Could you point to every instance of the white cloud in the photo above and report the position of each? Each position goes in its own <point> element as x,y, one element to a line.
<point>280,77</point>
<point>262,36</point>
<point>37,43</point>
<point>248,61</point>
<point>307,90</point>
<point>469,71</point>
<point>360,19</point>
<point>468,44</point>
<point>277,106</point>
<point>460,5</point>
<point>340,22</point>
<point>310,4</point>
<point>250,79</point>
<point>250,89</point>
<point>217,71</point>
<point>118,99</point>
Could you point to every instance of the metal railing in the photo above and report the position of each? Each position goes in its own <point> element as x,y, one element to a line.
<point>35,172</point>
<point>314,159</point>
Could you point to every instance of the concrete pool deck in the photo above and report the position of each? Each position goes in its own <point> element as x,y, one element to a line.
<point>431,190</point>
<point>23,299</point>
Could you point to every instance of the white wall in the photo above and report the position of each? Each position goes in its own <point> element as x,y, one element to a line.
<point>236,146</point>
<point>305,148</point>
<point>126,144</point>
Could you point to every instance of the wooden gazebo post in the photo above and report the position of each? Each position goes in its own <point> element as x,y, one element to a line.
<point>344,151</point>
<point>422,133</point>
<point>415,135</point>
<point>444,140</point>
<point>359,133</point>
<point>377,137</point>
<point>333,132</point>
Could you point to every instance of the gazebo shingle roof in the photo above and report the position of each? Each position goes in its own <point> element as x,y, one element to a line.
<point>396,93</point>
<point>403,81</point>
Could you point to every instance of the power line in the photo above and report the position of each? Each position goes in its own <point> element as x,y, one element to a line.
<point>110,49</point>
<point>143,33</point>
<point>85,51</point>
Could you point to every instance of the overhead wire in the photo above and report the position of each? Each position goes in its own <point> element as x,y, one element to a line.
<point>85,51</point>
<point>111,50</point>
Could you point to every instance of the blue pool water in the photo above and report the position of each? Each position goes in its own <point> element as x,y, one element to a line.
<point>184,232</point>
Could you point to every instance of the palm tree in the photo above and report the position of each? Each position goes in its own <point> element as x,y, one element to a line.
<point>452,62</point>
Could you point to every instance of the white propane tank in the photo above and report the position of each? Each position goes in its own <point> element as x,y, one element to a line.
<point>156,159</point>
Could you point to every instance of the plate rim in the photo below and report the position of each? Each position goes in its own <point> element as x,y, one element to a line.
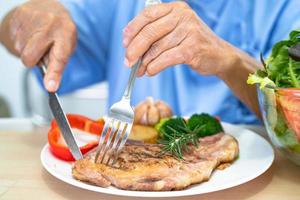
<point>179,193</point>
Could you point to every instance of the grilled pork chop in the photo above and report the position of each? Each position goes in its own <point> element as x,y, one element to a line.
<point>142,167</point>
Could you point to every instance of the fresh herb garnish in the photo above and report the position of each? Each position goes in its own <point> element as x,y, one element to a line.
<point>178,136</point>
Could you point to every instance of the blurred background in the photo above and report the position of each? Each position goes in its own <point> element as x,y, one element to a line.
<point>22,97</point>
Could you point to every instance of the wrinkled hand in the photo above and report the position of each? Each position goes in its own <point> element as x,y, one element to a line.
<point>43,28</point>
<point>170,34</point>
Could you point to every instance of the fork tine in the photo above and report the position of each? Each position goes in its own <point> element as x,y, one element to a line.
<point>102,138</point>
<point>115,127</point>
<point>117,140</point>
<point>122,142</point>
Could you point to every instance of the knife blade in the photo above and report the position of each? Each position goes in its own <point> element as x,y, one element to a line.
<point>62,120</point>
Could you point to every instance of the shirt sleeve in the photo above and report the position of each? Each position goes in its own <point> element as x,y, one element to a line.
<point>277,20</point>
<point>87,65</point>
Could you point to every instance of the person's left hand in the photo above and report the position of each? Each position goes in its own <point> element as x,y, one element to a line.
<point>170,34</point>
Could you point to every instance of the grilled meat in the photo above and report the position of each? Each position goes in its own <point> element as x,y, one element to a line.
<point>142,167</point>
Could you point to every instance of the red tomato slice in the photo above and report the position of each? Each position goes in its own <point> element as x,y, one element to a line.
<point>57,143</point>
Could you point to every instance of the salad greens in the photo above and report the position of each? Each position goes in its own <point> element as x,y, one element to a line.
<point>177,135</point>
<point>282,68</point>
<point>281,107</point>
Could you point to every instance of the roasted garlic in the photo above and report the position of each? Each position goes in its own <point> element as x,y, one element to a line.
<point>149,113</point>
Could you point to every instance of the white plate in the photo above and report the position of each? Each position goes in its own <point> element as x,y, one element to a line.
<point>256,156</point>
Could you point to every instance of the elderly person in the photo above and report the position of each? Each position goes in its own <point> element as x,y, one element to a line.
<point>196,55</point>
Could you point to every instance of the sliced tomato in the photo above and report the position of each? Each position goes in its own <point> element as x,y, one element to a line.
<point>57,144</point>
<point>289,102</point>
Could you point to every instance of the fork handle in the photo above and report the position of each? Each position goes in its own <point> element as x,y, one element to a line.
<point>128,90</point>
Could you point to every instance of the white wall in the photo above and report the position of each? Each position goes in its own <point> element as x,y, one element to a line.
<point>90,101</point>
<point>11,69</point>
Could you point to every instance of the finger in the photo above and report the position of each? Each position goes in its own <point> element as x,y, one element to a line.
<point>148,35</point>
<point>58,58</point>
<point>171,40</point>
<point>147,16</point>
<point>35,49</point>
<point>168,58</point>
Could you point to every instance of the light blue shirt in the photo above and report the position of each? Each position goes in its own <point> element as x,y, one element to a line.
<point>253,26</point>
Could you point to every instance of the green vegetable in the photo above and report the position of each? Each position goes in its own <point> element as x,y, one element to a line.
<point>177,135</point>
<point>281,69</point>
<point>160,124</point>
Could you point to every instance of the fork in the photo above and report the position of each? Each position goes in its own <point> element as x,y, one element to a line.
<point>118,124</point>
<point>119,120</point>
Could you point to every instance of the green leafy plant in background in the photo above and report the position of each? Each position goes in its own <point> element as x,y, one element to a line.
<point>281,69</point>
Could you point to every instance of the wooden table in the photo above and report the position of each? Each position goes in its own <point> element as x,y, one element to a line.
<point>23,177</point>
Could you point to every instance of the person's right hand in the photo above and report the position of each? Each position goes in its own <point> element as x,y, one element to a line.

═══

> _Task_
Copy out nothing but text: transcribe the listing exactly and skip each picture.

> _Problem solution_
Could you point to every instance of the white cloud in the photo above and report the position of each? Each position goes in its own <point> element as x,y, one element to a line.
<point>280,77</point>
<point>262,36</point>
<point>37,43</point>
<point>248,61</point>
<point>307,90</point>
<point>469,71</point>
<point>360,19</point>
<point>468,44</point>
<point>277,106</point>
<point>460,5</point>
<point>340,22</point>
<point>310,4</point>
<point>250,79</point>
<point>250,89</point>
<point>217,71</point>
<point>118,99</point>
Could you point to every instance of the metal railing in the photo above and report the position of each? Each position goes in its own <point> element as x,y, one element to a line.
<point>35,172</point>
<point>314,159</point>
Could you point to every instance of the concrete pool deck in the photo above and report the position of each? Each position goes in its own <point> element as x,y, one element to a line.
<point>431,190</point>
<point>23,299</point>
Could you point to every instance of the white wall in the photo above and report the position of each? Each position goes in its own <point> element as x,y, one element to a line.
<point>236,146</point>
<point>305,148</point>
<point>126,144</point>
Could you point to every instance of the wooden gazebo post in the photo above and report the position of each? Each position goes in its own <point> element as x,y, one element to a line.
<point>344,151</point>
<point>422,133</point>
<point>415,135</point>
<point>444,140</point>
<point>359,133</point>
<point>377,137</point>
<point>333,132</point>
Could you point to every instance of the gazebo shingle roof in the photo above and report the position of each? Each position goes in its own <point> element as x,y, one element to a line.
<point>396,93</point>
<point>403,81</point>
Could you point to every instance of the power line in the photo above and report the position of each? Each position goes in its own <point> element as x,y, one element to a line.
<point>110,49</point>
<point>143,33</point>
<point>85,51</point>
Could you point to every instance of the overhead wire in the photo above and report the position of each? Each position goes in its own <point> element as x,y, one element to a line.
<point>85,51</point>
<point>111,50</point>
Could you point to every instance of the blue pool water in the photo above and report the position of each? Each position goes in its own <point> element as x,y, one element to a line.
<point>184,232</point>
Could you point to every instance of the palm tree in the photo above and report the position of each? Each position goes in its own <point> element as x,y, one element to a line.
<point>452,62</point>
Could you point to every instance of the white propane tank in the photo above and report the position of each? Each position goes in its own <point> element as x,y, one element to a line.
<point>156,159</point>
Could you point to every instance of the plate rim in the photo below and report the position of each? Each position goes in its own <point> element as x,y, one element to a line.
<point>179,193</point>
Could you point to every instance of the grilled pork chop in the photo above and report the position of each? Each position goes in its own <point> element as x,y, one element to a line.
<point>142,167</point>
Could you point to every instance of the fresh herb garnish in the photo above and report the position of each? Each position goes in its own <point> element as x,y, one element to a line.
<point>178,136</point>
Could you point to every instance of the blurred background in the photo above and report the position of each? Each position goes in its own <point> element as x,y, one element to a line.
<point>22,97</point>
Could you point to every instance of the wrinkled hand in the photo above and report the position of each? Each position goes in its own <point> element as x,y, one element to a line.
<point>43,28</point>
<point>170,34</point>
Could you point to every instance of the fork tine in the photo above and report the position of each? Each position goes in its own <point> element as x,y, one element to a line.
<point>102,138</point>
<point>115,127</point>
<point>117,140</point>
<point>122,142</point>
Could you point to every instance of the knife blade in the photo above and report the position of each? Each position goes in its own <point> element as x,y, one element to a line.
<point>62,120</point>
Could you point to every instance of the shirt sleeve in the photo above and report the position of each? Each position goes in its own <point> element as x,y, one element to a line.
<point>277,20</point>
<point>87,65</point>
Could you point to every instance of the person's left hand in the photo above and report the position of each? Each position goes in its own <point> element as x,y, one element to a line.
<point>170,34</point>
Could you point to every instance of the grilled meat in the photo above and report the position of each? Each position goes in its own <point> element as x,y, one element to a line.
<point>142,167</point>
Could you point to every instance of the red tomato slice in the photo above and report the position of each? Each position goes in its own <point> element as x,y, one element to a line.
<point>57,143</point>
Could you point to every instance of the salad greens in the photo above and report the position of each? Each position goes in its own <point> element as x,y, one element to a line.
<point>177,135</point>
<point>282,68</point>
<point>281,107</point>
Could you point to every instance of the roasted garlic in the photo above and report the position of each? Each position goes in its own <point> element as x,y, one element to a line.
<point>149,113</point>
Could you point to every instance of the white plate in the photo above and report the position of each? Each position goes in its own <point> element as x,y, one element to a line.
<point>256,156</point>
Could you point to every instance of the elderly person in the photo above and report the position of each? Each position goes in its own <point> element as x,y, one element to a line.
<point>196,55</point>
Could you point to every instance of the sliced tomato in the photo above and report the position of each? Each position goes in its own <point> element as x,y, one element to a line.
<point>57,144</point>
<point>289,102</point>
Could you point to every instance of the fork handle in the photo above and report the position of each? Each position goes in its own <point> element as x,y, one element to a line.
<point>128,90</point>
Could you point to every instance of the white wall in the photo above and report the position of each? Each position goes in its own <point> element as x,y, one element to a line.
<point>90,101</point>
<point>11,69</point>
Could you point to every instance of the finger in the photo above and report the position of each? Each position goes in its own <point> element as x,y, one element to a line.
<point>148,35</point>
<point>58,58</point>
<point>171,40</point>
<point>147,16</point>
<point>35,49</point>
<point>168,58</point>
Could you point to every instance of the light blue shirt in the photo above and report the position of each? Each position goes in its own <point> element as x,y, one element to a line.
<point>253,26</point>
Could you point to every instance of the green vegetable in the photo above and report the position of each? Each position goes in its own <point> element as x,y, one element to a line.
<point>177,135</point>
<point>281,69</point>
<point>160,124</point>
Could you point to every instance of the fork in the photo above and report the position of each? Each position goes in its own <point> element as x,y, one element to a line.
<point>118,124</point>
<point>119,120</point>
Could you point to every instance of the green leafy plant in background in the photo above and report the position of each? Each position goes in its own <point> element as x,y, one element to a line.
<point>281,69</point>
Could you point to every instance of the wooden table in the photo above and report the position of each? Each position goes in its own <point> element as x,y, one element to a line.
<point>23,177</point>
Could you point to every instance of the person's right hand in the photo above and report the position of each? Each position goes in its own <point> element as x,y, one element to a line.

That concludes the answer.